** BEGIN **
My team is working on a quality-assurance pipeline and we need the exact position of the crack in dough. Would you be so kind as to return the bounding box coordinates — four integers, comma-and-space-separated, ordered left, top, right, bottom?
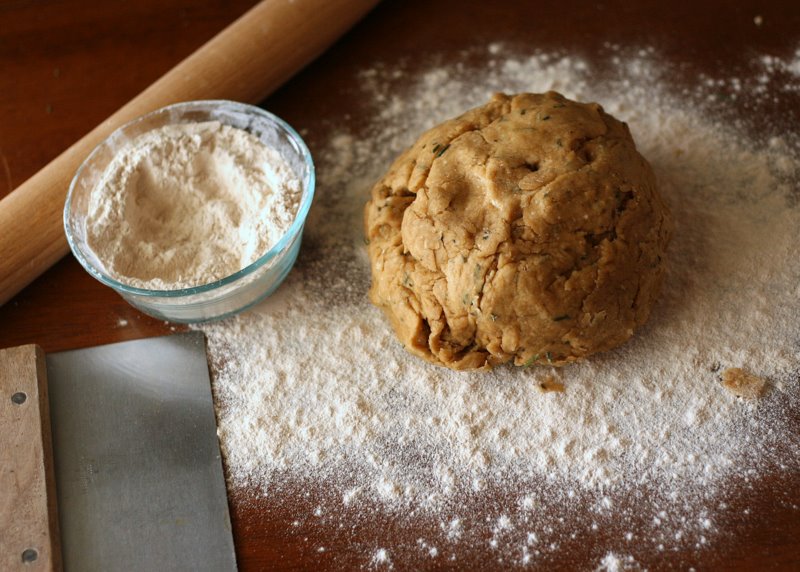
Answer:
365, 92, 672, 369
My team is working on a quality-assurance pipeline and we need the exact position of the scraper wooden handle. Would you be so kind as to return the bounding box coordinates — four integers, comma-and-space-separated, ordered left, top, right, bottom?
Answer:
0, 345, 61, 572
0, 0, 378, 305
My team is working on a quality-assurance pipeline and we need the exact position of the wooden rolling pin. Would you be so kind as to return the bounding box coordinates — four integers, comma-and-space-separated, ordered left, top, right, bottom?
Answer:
0, 0, 378, 305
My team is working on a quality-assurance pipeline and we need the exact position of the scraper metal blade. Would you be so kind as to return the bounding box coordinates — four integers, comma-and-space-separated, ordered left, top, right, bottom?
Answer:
47, 332, 236, 572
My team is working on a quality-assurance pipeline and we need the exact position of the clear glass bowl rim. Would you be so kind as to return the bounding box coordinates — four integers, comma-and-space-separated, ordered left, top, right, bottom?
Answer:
64, 99, 316, 298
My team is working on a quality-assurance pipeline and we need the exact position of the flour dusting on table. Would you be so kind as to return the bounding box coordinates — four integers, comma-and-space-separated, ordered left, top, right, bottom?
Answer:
198, 45, 800, 570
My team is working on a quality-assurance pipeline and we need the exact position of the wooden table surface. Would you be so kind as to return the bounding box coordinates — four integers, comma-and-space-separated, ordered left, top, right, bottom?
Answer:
0, 0, 800, 570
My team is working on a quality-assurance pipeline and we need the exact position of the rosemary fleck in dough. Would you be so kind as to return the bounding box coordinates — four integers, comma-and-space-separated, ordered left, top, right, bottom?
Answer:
365, 92, 671, 369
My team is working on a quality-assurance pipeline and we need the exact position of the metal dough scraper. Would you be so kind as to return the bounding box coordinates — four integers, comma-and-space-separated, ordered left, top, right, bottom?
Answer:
0, 332, 236, 572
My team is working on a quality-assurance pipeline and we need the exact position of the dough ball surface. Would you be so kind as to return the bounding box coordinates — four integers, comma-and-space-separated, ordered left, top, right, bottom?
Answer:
365, 92, 671, 369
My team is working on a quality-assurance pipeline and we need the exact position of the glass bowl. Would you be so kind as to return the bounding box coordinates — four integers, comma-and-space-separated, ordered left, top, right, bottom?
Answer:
64, 100, 315, 323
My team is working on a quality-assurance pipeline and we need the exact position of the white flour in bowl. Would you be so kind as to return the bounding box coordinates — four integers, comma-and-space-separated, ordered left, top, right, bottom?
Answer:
86, 121, 302, 290
197, 45, 800, 568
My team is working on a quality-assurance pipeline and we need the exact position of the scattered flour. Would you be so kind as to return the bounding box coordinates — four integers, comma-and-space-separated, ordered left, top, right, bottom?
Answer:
197, 44, 800, 570
86, 121, 301, 290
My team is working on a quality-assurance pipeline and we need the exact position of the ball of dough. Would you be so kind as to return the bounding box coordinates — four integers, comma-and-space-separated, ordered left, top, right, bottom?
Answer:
365, 92, 671, 369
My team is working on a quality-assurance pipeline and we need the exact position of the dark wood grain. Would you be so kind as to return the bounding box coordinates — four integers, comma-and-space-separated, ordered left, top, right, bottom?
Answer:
0, 0, 800, 570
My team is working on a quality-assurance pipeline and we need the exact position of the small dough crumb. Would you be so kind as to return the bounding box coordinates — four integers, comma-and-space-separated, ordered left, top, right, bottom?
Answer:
722, 367, 767, 399
539, 375, 564, 393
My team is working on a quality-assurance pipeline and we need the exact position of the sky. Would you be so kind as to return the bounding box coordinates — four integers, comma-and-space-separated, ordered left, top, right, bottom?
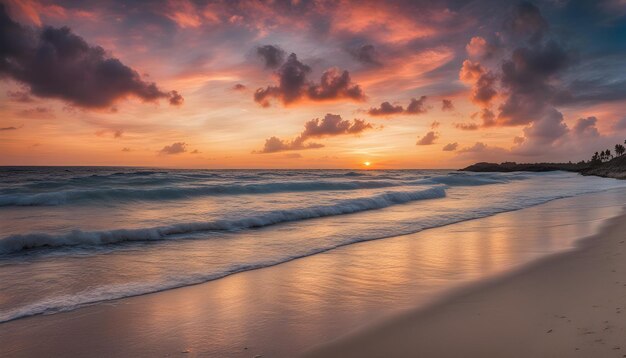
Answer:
0, 0, 626, 169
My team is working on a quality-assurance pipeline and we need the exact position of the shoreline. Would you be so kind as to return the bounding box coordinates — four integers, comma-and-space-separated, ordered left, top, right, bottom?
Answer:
302, 208, 626, 358
0, 189, 625, 357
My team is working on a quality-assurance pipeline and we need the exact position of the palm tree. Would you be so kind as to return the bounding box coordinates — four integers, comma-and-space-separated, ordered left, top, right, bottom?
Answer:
591, 152, 602, 163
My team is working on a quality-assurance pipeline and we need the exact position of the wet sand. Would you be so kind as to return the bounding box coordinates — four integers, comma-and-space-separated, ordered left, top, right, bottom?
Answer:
305, 211, 626, 358
0, 191, 626, 357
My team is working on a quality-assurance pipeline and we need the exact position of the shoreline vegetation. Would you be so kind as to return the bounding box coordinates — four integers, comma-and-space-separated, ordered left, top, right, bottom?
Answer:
460, 141, 626, 179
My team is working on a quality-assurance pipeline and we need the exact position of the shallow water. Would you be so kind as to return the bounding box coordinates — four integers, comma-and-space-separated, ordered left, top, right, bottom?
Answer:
0, 189, 626, 357
0, 168, 626, 322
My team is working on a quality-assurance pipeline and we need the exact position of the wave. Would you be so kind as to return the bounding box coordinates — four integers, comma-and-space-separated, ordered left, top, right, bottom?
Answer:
0, 181, 402, 206
0, 186, 446, 254
0, 172, 526, 207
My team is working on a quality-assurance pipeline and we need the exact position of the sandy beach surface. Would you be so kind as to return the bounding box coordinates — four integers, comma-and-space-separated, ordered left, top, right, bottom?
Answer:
305, 211, 626, 358
0, 190, 626, 357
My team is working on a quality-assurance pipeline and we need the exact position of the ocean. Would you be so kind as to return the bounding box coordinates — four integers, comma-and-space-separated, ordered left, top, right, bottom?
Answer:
0, 167, 626, 323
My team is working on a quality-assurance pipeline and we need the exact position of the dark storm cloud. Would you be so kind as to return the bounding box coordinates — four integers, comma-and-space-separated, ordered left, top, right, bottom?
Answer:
254, 53, 365, 107
254, 53, 311, 107
524, 108, 569, 145
159, 142, 187, 155
0, 4, 182, 108
572, 116, 600, 137
7, 91, 33, 103
256, 45, 285, 68
406, 96, 428, 114
498, 41, 572, 125
256, 113, 374, 153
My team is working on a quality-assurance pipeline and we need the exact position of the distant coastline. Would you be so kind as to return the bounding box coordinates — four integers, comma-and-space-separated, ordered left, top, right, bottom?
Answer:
461, 155, 626, 179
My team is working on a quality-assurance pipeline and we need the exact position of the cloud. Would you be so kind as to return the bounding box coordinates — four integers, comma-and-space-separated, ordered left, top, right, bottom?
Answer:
367, 102, 404, 116
254, 53, 365, 107
454, 123, 480, 131
348, 44, 381, 66
505, 1, 548, 42
7, 91, 33, 103
524, 108, 569, 149
255, 113, 374, 153
459, 60, 498, 107
283, 153, 302, 159
0, 4, 177, 108
572, 116, 600, 137
406, 96, 428, 114
498, 40, 572, 125
458, 142, 487, 153
367, 96, 428, 116
17, 106, 54, 118
465, 36, 495, 59
256, 45, 285, 69
168, 91, 185, 106
257, 137, 324, 153
415, 131, 439, 145
159, 142, 187, 155
441, 99, 454, 112
613, 117, 626, 130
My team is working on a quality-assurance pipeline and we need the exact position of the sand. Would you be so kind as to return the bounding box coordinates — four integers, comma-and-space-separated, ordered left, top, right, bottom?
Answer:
0, 191, 626, 358
305, 211, 626, 358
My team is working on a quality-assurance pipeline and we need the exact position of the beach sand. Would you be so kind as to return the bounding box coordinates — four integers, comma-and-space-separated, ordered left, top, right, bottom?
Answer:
0, 191, 626, 358
305, 211, 626, 358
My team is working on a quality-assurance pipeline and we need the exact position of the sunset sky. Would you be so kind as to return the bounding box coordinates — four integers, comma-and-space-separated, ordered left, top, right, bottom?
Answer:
0, 0, 626, 169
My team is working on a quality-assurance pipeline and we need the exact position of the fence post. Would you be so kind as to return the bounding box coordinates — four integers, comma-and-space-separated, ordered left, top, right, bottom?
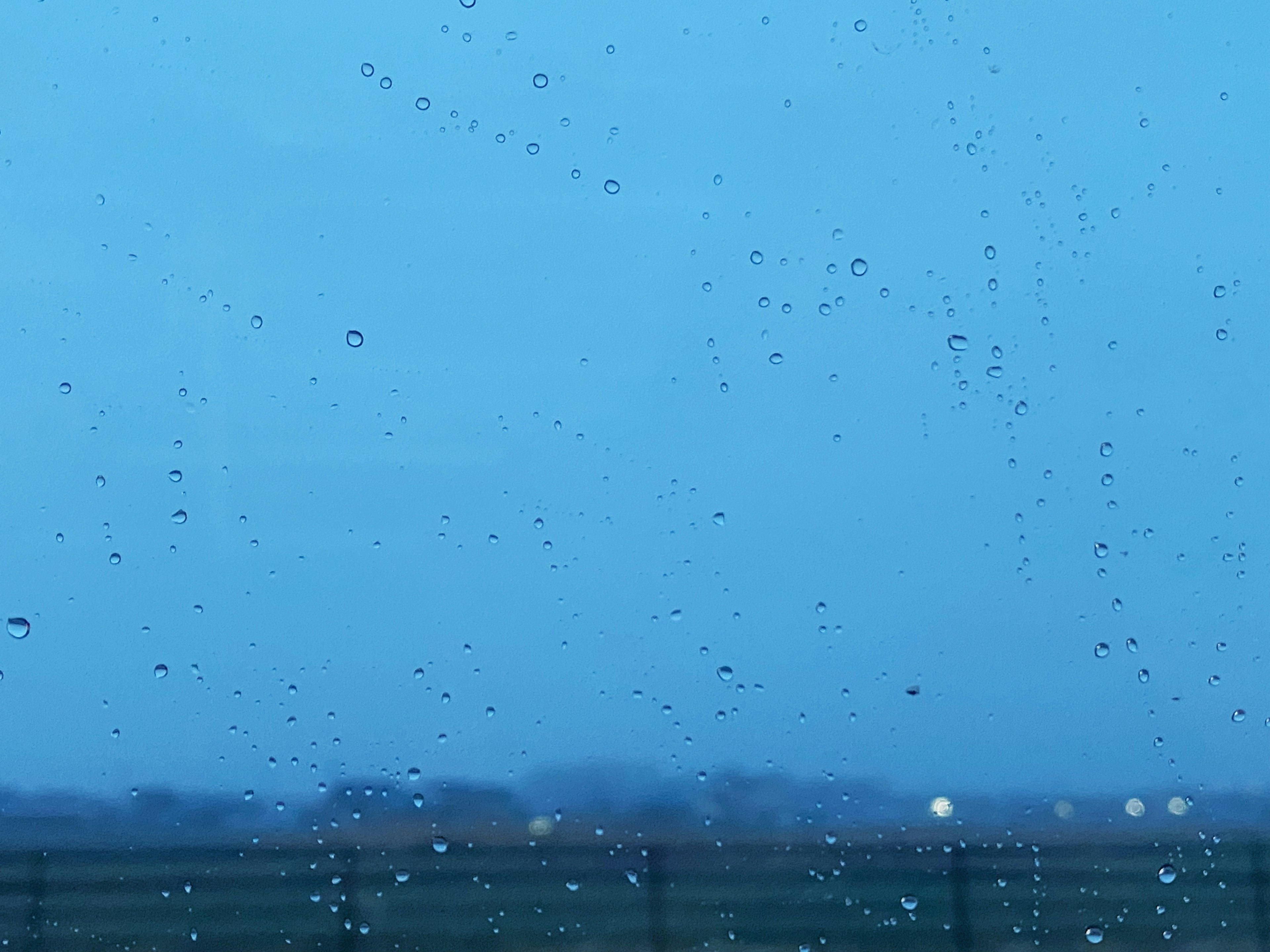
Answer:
645, 847, 665, 952
21, 849, 48, 952
1249, 840, 1270, 952
949, 847, 974, 952
339, 851, 361, 952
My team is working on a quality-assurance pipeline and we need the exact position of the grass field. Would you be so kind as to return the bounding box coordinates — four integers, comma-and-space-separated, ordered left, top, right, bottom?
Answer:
0, 834, 1254, 952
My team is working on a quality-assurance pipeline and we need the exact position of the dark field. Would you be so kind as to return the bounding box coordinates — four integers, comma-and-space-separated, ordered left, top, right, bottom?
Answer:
0, 830, 1270, 952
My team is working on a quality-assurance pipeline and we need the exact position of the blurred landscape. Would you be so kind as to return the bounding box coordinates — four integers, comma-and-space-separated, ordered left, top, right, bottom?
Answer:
0, 766, 1270, 952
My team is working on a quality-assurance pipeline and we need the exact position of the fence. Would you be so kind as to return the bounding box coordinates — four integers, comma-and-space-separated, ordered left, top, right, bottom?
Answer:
0, 833, 1254, 952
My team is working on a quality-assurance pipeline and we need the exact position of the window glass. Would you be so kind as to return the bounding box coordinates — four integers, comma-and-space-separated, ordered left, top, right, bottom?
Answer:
0, 0, 1270, 952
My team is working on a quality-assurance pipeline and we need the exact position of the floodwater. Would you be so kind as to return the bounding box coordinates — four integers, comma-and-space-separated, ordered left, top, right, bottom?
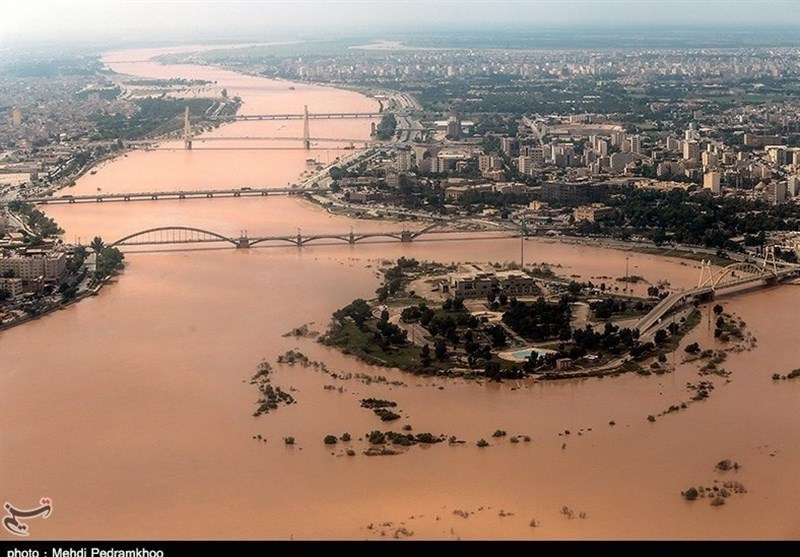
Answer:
0, 46, 800, 540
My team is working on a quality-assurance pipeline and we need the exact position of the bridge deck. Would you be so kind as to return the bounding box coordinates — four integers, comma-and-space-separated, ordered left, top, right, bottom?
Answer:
25, 188, 328, 205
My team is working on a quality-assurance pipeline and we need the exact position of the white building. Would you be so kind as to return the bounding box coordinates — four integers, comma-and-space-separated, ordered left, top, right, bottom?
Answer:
703, 172, 722, 193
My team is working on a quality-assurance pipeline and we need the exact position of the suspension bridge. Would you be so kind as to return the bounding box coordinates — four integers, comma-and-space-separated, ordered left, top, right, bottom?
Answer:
183, 105, 383, 150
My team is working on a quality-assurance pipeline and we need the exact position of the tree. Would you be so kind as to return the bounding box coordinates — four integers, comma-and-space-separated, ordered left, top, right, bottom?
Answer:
433, 339, 447, 362
328, 166, 344, 181
419, 344, 431, 367
89, 236, 105, 254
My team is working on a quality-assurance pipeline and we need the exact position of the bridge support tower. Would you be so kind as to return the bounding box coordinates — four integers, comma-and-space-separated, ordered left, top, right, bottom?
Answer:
183, 106, 192, 151
303, 105, 311, 150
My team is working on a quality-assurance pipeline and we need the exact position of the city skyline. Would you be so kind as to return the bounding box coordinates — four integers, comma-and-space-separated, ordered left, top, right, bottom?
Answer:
0, 0, 800, 43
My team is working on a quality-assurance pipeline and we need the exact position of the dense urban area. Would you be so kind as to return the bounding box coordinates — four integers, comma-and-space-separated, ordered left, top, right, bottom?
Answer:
0, 34, 800, 344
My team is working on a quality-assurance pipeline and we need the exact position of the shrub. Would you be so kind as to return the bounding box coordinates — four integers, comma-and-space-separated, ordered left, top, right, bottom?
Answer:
367, 430, 386, 445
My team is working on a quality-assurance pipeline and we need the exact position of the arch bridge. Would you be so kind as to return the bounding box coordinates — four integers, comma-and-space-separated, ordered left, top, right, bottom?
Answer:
636, 246, 800, 333
109, 221, 511, 248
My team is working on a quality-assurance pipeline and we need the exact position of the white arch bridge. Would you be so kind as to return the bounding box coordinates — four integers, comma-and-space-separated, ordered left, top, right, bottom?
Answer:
636, 246, 800, 333
109, 221, 519, 249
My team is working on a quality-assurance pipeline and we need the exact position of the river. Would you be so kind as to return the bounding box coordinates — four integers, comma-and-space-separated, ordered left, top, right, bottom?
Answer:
0, 45, 800, 540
** END **
Written problem ->
Please output the stretch from the line containing "the white building." through the line containing "183, 105, 383, 150", both included, as a Markdown table with the columns Row and Line, numbering each line and leaving out blank lines.

Task output ->
| Row | Line |
|---|---|
| 1 | My team is working on a quality-assurance pipeline and we need the exact position of the white building. Would you be so kind as to return the bounding box coordinates — four integers, comma-and-space-separated, ordered left, top, right, bottom? |
| 2 | Answer: |
| 3 | 703, 172, 722, 193 |
| 4 | My team is working on a quality-assurance pipeline and we need the exact position of the suspension bridge. Would you be so kind as to return the bounding box coordinates — four integers, comma-and-space-separated, ordered left, top, right, bottom? |
| 5 | Answer: |
| 6 | 183, 105, 383, 150 |